Fragment tekstu.

3. Newton i prawo ciążenia

Galileusz zmarł w 1642 roku. Zbiegiem okoliczności w tym samym roku urodził się inny geniusz naukowy, w Anglii. Był to Izaak Newton, którego prace teoretyczne i praktyczne przekształciły nauki przyrodnicze i matematykę. Jest on szczególnie wspominany za swoje odkrycie praw ciążenia, w opowieści, która nie wiadomo, czy jest prawdziwa.
Opowieść głosi, że pewnego dnia siedział on pod jabłonią, kiedy jabłko spadło na ziemię u jego stóp. Skłoniło go to do rozmyślań, czy siła, która ściągnęła jabłko na ziemię - to znaczy ciążenie - to ta sama siła, która utrzymuje Księżyc w nieustannym ruchu wokół Ziemi. Uznał, że tak.

Prezentowane dane.
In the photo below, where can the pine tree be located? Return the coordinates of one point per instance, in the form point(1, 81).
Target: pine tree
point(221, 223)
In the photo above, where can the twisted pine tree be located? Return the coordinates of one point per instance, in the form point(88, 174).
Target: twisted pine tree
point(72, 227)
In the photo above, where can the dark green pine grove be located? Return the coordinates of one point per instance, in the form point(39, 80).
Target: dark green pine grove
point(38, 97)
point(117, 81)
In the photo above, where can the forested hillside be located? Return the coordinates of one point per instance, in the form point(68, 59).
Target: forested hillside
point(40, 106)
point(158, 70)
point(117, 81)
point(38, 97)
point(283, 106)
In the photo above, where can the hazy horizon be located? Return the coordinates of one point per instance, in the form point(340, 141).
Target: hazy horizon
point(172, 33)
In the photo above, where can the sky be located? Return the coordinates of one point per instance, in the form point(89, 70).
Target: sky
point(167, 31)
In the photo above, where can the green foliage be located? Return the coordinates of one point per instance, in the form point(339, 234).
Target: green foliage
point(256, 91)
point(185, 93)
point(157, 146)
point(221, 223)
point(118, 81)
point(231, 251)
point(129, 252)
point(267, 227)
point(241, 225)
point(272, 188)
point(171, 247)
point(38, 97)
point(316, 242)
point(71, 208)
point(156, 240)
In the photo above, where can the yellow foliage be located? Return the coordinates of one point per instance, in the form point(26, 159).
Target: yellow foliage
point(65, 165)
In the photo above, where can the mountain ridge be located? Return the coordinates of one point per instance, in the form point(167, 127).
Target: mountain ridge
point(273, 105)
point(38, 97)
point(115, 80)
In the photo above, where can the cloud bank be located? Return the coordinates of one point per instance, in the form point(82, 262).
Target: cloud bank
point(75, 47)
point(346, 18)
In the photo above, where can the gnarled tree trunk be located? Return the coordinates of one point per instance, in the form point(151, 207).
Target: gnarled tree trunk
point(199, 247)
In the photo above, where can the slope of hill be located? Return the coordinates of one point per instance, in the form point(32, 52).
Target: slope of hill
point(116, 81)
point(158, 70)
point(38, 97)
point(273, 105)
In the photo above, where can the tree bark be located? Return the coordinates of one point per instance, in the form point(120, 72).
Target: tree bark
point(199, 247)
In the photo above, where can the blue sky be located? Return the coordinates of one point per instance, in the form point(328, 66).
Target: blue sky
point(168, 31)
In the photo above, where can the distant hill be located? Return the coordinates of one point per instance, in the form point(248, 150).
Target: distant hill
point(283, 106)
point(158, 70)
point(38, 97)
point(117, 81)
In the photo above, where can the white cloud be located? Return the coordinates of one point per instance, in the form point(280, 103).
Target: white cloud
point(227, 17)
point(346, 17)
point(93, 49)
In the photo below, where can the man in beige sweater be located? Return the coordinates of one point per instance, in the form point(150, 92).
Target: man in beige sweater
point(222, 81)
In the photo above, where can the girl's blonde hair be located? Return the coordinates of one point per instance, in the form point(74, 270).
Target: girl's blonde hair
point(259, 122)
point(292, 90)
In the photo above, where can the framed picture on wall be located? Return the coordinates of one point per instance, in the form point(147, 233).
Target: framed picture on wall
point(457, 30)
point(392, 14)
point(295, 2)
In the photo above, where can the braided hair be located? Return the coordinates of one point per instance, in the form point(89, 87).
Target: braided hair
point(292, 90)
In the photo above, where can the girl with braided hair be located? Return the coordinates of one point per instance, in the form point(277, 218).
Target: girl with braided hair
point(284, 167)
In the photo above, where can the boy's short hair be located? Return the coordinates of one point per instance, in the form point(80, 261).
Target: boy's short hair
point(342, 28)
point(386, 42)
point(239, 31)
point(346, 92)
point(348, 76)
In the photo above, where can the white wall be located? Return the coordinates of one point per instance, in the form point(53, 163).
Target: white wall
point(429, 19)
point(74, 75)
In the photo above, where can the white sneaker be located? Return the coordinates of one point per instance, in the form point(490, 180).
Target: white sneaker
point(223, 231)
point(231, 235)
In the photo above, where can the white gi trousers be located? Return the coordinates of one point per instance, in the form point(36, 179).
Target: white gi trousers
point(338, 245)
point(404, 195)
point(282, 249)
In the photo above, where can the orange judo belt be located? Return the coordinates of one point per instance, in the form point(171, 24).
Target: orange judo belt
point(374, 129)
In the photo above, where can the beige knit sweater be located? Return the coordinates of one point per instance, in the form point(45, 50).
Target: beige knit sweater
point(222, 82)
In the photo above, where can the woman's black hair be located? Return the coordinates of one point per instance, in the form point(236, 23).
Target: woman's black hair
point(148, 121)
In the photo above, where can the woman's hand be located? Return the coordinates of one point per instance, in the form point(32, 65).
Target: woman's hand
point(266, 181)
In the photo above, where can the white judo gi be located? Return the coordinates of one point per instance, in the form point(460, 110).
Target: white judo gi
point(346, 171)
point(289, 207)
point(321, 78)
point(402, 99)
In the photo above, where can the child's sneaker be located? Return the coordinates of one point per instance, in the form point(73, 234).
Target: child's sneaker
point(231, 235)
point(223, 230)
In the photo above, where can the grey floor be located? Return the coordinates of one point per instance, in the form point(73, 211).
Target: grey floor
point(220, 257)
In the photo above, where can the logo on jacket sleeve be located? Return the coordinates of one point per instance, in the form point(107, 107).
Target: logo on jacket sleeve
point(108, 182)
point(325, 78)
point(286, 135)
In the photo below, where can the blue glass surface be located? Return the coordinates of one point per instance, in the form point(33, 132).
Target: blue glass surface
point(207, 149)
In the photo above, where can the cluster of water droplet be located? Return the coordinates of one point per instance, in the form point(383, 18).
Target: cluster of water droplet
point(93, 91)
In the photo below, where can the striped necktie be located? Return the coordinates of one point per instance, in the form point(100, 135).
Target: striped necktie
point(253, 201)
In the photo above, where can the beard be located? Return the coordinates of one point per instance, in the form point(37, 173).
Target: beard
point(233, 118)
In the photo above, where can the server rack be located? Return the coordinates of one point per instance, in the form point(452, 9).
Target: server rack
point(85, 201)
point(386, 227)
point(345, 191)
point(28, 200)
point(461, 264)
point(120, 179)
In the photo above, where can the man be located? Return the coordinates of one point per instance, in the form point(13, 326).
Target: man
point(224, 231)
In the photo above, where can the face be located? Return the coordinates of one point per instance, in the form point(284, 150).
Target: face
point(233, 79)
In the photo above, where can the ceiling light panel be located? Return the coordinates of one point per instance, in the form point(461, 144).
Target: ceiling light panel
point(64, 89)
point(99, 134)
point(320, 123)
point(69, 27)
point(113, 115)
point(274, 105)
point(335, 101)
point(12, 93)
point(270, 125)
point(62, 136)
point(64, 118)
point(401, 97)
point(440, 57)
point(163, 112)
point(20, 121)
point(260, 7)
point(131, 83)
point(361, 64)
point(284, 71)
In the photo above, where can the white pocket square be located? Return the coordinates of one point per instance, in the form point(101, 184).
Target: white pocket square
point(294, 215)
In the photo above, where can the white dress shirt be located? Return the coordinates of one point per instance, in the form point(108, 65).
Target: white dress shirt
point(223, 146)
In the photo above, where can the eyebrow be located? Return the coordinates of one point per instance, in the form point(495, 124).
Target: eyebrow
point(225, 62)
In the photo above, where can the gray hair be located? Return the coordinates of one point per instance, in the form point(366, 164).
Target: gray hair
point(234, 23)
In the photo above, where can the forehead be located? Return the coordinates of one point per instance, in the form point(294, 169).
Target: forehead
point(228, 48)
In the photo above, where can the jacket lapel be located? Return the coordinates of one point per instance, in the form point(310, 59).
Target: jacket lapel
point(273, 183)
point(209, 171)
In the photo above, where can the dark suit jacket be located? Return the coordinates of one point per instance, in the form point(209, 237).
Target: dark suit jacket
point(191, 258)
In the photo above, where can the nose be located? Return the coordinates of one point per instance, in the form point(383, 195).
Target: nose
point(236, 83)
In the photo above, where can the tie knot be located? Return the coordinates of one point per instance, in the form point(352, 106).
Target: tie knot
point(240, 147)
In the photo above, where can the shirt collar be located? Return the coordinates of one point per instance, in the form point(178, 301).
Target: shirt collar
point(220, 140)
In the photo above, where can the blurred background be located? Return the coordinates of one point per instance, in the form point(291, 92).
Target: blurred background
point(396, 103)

Zadania do wykonania.
**a)** Przetłumacz na język angielski zdanie z tekstu o Newtonie: „Opowieść głosi, że pewnego dnia siedział on pod jabłonią, kiedy jabłko spadło na ziemię u jego stóp.”
**b)** Podaj dalszy ciąg tekstu o Newtonie i prawie ciążenia, zaczynając po jego ostatnim zdaniu.

Rozwiązania zadań.
**a)** The story goes that one day he was sitting under an apple tree when an apple fell to the ground at his feet.

**b)**
Księżyc porusza się w przestrzeni kosmicznej. Gdyby nie działały na niego żadne siły, poruszałby się po linii prostej. Ale w rzeczywistości krąży on wokół Ziemi. Musi więc być jakaś siła związana z Ziemią, która przyciąga Księżyc i każe mu poruszać się po kole, po orbicie wokoło Ziemi. Tą siłą musi być ciążenie Ziemi.
Możecie zobaczyć, jak ciążenie działa na Księżyc, kręcąc nad głową kamieniem przywiązanym do kawałka sznurka. Upewnijcie się, że wokoło jest dużo miejsca i nikogo nie ma w pobliżu! Kamień krąży po kole, ponieważ ciągniecie za sznurek. Jeśli wypuścicie sznurek, kamień pomknie po linii prostej. I tak samo jest z Księżycem. Ciążenie (ciągnięcie ku środkowi) utrzymuje Księżyc (kamień) w ruchu po kole. Gdyby ciążenie nagle ustało, Księżyc odleciałby w przestrzeń kosmiczną po linii prostej.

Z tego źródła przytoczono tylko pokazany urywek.